── MATERIAL FOR THIS TASK

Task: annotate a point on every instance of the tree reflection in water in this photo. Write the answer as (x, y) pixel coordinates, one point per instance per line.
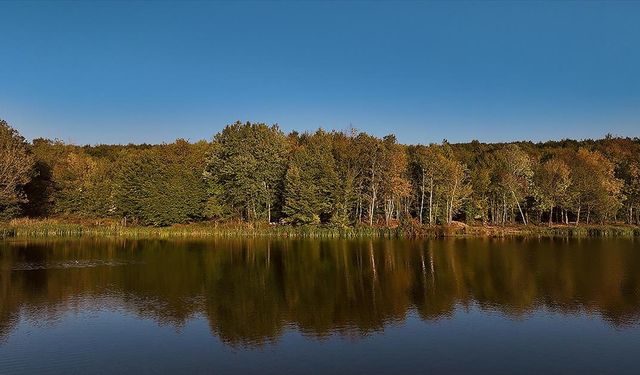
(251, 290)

────
── MATERIAL FOR THIS TASK

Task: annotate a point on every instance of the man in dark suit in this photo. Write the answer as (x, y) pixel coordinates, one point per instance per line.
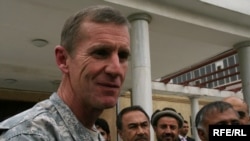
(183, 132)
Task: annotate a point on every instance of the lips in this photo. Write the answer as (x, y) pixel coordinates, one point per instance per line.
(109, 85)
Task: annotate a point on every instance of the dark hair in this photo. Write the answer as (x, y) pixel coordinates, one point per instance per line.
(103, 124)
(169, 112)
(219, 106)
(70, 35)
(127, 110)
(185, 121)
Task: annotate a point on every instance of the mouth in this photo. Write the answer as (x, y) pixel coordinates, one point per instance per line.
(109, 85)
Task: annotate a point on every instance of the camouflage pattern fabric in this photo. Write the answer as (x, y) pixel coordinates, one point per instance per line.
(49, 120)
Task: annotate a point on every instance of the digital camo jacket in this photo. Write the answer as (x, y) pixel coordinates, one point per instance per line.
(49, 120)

────

-- STATED TASK --
Collect every line of the rows above that contains the word "Write", treating uppercase and lowercase letters as distinct.

-- SOLUTION FOR THIS EXERCISE --
Task: annotate a point on every instance of the tree reflection in water in this photo. Write the answer as (x, y) pixel coordinates, one point per instance per line.
Task: annotate a point on every instance of the man in dark suit in this photo. Write the answer as (x, y) pixel coordinates, one point per instance per line.
Task: annotate a point on every instance of the lips in this photo. Write the answer as (x, y) pixel coordinates, one point per instance per line.
Task: annotate a point on every instance of the dark hair in this photo. Write the answer as (x, y) pixel coordinates, one point per instance per line.
Task: annotate a point on every instance of the mouth in this photo. Write the answer as (x, y) pixel coordinates, one point per instance per line.
Task: annotate a point on every instance of the camouflage pattern fabric in this photo. Write the answer as (x, y) pixel coordinates, one point per instance per line.
Task: annotate a point on every instance of the digital camo jacket in this photo. Write the answer as (x, y) pixel coordinates, one point per instance per line.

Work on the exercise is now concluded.